Alright, so simple problem here. I'm working on a simple back up code. It works fine except if the files have spaces in them. This is how I'm finding files and adding them to a tar archive:
find . -type f | xargs tar -czvf backup.tar.gz
The problem is when the file has a space in the name because tar thinks that it's a folder. Basically is there a way I can add quotes around the results from find? Or a different way to fix this?
Use this:
find . -type f -print0 | tar -czvf backup.tar.gz --null -T -
It will:
deal with files with spaces, newlines, leading dashes, and other funniness
handle an unlimited number of files
won't repeatedly overwrite your backup.tar.gz like using tar -c with xargs will do when you have a large number of files
Also see:
GNU tar manual
How can I build a tar from stdin?, search for null
There could be another way to achieve what you want. Basically,
Use the find command to output path to whatever files you're looking for. Redirect stdout to a filename of your choosing.
Then tar with the -T option which allows it to take a list of file locations (the one you just created with find!)
find . -name "*.whatever" > yourListOfFiles
tar -cvf yourfile.tar -T yourListOfFiles
Try running:
find . -type f | xargs -d "\n" tar -czvf backup.tar.gz
Why not:
tar czvf backup.tar.gz *
Sure it's clever to use find and then xargs, but you're doing it the hard way.
Update: Porges has commented with a find-option that I think is a better answer than my answer, or the other one: find -print0 ... | xargs -0 ....
If you have multiple files or directories and you want to zip them into independent *.gz file you can do this. Optional -type f -atime
find -name "httpd-log*.txt" -type f -mtime +1 -exec tar -vzcf {}.gz {} \;
This will compress
httpd-log01.txt
httpd-log02.txt
to
httpd-log01.txt.gz
httpd-log02.txt.gz
Would add a comment to #Steve Kehlet post but need 50 rep (RIP).
For anyone that has found this post through numerous googling, I found a way to not only find specific files given a time range, but also NOT include the relative paths OR whitespaces that would cause tarring errors. (THANK YOU SO MUCH STEVE.)
find . -name "*.pdf" -type f -mtime 0 -printf "%f\0" | tar -czvf /dir/zip.tar.gz --null -T -
. relative directory
-name "*.pdf" look for pdfs (or any file type)
-type f type to look for is a file
-mtime 0 look for files created in last 24 hours
-printf "%f\0" Regular -print0 OR -printf "%f" did NOT work for me. From man pages:
This quoting is performed in the same way as for GNU ls. This is not the same quoting mechanism as the one used for -ls and -fls. If you are able to decide what format to use for the output of find then it is normally better to use '\0' as a terminator than to use newline, as file names can contain white space and newline characters.

----

_TASK TO CARRY OUT_:
Transcribe the tar thread word for word, from "Alright, so simple" to "to fix this?". The records are drawn from a source separate from the tar thread.

----

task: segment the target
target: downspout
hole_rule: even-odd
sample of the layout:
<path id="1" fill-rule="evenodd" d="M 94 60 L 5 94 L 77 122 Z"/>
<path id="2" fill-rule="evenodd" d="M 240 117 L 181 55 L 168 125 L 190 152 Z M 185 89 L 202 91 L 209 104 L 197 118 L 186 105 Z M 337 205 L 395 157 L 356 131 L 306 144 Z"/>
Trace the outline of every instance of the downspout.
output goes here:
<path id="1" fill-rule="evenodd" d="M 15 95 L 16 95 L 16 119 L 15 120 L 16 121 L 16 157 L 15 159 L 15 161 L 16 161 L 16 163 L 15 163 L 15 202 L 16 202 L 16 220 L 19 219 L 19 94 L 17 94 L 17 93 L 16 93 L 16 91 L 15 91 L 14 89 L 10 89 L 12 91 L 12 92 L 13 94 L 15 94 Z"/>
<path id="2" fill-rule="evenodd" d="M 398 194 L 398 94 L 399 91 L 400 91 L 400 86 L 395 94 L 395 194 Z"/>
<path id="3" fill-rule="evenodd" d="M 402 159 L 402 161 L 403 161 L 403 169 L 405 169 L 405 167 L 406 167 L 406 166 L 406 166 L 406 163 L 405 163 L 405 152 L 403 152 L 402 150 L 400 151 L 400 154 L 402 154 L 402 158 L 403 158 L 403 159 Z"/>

----

_COMPLETED TASK_:
Alright, so simple problem here. I'm working on a simple back up code. It works fine except if the files have spaces in them. This is how I'm finding files and adding them to a tar archive:
find . -type f | xargs tar -czvf backup.tar.gz
The problem is when the file has a space in the name because tar thinks that it's a folder. Basically is there a way I can add quotes around the results from find? Or a different way to fix this?